*** Recorded data ***

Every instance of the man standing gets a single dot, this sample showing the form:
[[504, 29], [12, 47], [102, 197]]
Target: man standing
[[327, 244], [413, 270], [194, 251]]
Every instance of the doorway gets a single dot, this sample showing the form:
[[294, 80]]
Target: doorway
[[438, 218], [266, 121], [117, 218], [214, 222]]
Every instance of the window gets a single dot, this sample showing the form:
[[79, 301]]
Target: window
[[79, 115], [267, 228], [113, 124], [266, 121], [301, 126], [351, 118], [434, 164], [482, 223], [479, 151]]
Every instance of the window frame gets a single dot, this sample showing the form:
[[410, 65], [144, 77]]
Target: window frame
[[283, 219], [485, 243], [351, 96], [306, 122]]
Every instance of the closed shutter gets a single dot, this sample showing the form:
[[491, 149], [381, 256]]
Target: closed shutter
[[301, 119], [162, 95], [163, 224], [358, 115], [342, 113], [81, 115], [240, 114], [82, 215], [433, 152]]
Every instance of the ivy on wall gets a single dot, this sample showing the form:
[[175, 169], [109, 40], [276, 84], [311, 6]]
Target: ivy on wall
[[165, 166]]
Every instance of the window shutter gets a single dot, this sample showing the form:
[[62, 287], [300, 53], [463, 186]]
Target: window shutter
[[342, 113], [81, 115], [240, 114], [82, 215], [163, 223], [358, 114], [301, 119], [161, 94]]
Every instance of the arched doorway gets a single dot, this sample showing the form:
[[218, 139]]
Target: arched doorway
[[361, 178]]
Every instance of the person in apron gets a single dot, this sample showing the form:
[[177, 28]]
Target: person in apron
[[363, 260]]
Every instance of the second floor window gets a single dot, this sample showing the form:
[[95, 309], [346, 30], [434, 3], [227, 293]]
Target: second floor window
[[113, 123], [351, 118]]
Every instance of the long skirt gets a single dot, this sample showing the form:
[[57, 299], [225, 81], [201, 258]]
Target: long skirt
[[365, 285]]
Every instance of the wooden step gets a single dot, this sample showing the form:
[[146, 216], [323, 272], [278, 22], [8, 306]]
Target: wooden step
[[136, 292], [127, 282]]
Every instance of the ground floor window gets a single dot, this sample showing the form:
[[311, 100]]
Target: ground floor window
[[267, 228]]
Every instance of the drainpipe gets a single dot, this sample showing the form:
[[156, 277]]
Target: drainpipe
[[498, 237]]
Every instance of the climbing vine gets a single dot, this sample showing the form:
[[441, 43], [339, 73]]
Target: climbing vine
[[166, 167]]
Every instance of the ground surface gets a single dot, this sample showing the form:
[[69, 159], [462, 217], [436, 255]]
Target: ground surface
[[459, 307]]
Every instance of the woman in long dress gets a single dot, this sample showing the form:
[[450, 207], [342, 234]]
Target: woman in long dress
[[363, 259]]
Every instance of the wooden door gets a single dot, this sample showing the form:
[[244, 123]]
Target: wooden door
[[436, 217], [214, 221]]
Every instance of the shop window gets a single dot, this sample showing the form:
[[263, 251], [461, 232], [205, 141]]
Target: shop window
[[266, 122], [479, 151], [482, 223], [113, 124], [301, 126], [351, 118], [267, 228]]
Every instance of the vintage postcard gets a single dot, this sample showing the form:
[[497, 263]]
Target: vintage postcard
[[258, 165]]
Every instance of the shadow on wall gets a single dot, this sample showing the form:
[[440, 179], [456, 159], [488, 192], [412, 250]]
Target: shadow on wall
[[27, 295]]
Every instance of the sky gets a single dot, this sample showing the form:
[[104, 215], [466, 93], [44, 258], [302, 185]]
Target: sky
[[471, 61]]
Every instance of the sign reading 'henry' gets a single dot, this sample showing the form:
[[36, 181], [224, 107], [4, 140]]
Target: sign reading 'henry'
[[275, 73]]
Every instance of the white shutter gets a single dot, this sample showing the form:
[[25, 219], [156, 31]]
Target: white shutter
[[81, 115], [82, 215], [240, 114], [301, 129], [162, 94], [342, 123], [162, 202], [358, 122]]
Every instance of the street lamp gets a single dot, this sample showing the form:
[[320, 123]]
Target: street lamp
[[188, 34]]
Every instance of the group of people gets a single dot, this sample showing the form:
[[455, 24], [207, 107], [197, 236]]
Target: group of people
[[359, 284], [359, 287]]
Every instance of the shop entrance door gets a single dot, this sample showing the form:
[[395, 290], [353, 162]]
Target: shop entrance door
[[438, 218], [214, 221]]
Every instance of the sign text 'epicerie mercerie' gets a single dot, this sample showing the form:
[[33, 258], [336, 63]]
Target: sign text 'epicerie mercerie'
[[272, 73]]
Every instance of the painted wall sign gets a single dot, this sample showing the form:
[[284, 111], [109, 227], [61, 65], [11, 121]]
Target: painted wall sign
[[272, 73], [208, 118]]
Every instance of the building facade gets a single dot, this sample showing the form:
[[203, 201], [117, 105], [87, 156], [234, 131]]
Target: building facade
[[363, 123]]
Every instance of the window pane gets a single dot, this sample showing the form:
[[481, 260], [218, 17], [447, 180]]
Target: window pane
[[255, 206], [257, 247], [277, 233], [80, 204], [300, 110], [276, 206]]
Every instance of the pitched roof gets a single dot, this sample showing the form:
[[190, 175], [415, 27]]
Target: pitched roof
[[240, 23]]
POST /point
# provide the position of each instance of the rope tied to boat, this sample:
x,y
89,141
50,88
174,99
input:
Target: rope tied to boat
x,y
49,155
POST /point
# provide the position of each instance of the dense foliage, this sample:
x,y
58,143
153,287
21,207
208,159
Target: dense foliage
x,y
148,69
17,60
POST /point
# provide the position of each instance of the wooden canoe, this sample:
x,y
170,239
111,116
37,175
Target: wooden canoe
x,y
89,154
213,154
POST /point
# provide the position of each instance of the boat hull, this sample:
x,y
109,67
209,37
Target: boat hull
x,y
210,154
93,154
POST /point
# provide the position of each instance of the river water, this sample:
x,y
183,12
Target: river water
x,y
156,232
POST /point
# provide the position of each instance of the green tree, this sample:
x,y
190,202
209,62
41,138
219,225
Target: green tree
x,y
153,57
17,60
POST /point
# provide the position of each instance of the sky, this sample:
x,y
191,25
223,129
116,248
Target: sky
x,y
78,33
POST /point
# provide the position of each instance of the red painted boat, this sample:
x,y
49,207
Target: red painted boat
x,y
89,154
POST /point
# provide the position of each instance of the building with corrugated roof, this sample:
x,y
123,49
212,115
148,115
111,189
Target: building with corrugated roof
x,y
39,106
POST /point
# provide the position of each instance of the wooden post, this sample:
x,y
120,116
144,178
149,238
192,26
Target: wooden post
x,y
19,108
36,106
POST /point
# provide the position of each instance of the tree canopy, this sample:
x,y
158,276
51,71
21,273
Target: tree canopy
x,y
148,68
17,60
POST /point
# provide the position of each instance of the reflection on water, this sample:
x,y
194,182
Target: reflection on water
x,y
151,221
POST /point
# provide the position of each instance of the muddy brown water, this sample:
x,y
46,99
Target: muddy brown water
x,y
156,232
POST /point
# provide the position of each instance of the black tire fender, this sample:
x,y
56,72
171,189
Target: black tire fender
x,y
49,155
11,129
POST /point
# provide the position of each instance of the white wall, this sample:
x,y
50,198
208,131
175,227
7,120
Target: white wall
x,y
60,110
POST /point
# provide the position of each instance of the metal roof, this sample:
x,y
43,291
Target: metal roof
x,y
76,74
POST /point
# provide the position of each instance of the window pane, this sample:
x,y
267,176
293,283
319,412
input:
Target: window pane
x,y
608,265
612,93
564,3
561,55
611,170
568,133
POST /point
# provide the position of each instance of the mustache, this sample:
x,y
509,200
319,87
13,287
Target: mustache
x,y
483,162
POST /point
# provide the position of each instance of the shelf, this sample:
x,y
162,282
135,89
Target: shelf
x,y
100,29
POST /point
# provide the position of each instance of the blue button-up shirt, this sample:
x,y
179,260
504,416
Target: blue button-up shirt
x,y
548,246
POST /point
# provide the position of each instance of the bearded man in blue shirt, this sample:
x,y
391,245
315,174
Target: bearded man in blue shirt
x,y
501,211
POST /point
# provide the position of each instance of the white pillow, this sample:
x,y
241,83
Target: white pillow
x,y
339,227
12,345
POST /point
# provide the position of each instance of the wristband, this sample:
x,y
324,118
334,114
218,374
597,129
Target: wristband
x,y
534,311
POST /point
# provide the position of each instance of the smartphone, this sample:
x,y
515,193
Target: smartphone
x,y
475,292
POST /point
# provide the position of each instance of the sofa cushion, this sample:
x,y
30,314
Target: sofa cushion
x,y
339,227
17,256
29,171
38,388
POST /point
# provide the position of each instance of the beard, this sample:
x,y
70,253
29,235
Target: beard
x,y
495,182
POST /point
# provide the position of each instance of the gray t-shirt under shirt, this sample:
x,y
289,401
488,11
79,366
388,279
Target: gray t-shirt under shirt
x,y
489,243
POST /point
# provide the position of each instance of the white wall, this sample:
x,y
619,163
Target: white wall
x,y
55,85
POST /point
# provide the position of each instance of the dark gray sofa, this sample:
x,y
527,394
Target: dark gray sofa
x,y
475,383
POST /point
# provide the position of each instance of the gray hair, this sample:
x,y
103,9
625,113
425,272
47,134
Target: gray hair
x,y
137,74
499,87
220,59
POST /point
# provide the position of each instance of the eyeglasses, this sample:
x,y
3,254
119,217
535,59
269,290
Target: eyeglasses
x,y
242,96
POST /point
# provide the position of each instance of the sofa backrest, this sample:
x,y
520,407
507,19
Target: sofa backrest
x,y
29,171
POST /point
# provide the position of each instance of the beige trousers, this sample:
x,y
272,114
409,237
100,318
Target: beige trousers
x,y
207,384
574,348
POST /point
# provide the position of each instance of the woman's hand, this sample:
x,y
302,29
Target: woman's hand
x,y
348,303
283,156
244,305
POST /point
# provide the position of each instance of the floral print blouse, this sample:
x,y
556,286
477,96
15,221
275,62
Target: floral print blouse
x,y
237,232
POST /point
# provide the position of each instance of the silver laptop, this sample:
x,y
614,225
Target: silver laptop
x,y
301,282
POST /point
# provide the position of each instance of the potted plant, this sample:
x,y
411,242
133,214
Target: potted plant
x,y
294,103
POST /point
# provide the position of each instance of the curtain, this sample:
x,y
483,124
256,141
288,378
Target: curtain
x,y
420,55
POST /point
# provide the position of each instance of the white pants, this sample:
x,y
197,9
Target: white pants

*** End of Recorded data ***

#### Task statement:
Taking the entries above, write out exactly the lines starting with the line containing "Target: woman in long dress" and going on through the line containing "[[263, 251], [461, 232], [205, 141]]", both included, and nothing else.

#### Answer section:
Target: woman in long dress
[[363, 259]]
Every instance of the wooden door gets a single dot, this sample showing the form:
[[244, 123]]
Target: wooden door
[[436, 217], [214, 221]]
Every instance of the shop window gets a single dot, this sample showing the form:
[[263, 251], [461, 232], [205, 141]]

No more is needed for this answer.